- **Action item A**:
Answer these questions from the text about the airport:
(i) In what month and year did construction work on the airport start?
(ii) How far was Aizawl from the nearest airport at Silchar before this airport was built?
(iii) In what month and year did the airline stop operating from the airport?
- **Action item B**: Output the part of the airport text from "Previously, the airport" to "in April 2012.", copied word for word.

:: Text passage ::

The airport was constructed at a cost of ₹ 979 crore, and was completed in a record time of two years and two months. The construction work started in December 1995 and completed in February 1998. The airport was expected to be able to cater to 300 incoming and outgoing passengers. Before the construction of this airport, Aizawl was 130 km from the nearest railway head at Bairabi and 205 km from the nearest airport at Silchar. With regards to land acquisition, it has been found out that about 65 percent of the area acquired, belonged to some high government officials and political leaders at Aizawl, who started buying plots from people in Lengpui village at very low prices. They then donated the land to the government for the airport for which the rich persons got much more compensation as donors than the actual farmers.
Previously, the airport was also served by Air Deccan which later became Kingfisher Red, but the airline stopped operating from the airport in April 2012.

:::
:: Information supplied ::

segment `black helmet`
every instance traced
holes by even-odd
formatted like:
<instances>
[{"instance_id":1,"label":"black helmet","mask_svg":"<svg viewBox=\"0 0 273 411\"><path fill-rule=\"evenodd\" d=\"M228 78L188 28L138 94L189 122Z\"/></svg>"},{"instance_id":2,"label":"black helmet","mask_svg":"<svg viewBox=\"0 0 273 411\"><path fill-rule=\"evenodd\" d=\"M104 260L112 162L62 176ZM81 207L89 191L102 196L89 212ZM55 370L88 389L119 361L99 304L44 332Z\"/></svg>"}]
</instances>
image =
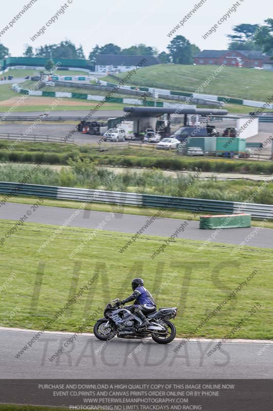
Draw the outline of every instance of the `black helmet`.
<instances>
[{"instance_id":1,"label":"black helmet","mask_svg":"<svg viewBox=\"0 0 273 411\"><path fill-rule=\"evenodd\" d=\"M132 281L132 289L133 291L135 291L137 287L138 286L143 286L144 281L142 278L134 278Z\"/></svg>"}]
</instances>

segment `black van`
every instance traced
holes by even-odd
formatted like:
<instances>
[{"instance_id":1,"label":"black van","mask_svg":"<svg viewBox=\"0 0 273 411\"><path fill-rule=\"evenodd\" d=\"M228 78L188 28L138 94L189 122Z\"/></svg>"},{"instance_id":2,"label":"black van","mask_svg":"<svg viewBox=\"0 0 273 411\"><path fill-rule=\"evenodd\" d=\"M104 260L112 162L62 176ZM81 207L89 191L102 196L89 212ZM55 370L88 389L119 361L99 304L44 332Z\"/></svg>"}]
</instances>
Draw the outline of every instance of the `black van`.
<instances>
[{"instance_id":1,"label":"black van","mask_svg":"<svg viewBox=\"0 0 273 411\"><path fill-rule=\"evenodd\" d=\"M171 136L170 138L176 138L179 141L183 141L187 137L217 137L219 133L214 125L206 127L186 126L178 128Z\"/></svg>"}]
</instances>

:::

- **Written reply A**:
(i) December 1995
(ii) 205 km
(iii) April 2012

- **Written reply B**:
Previously, the airport was also served by Air Deccan which later became Kingfisher Red, but the airline stopped operating from the airport in April 2012.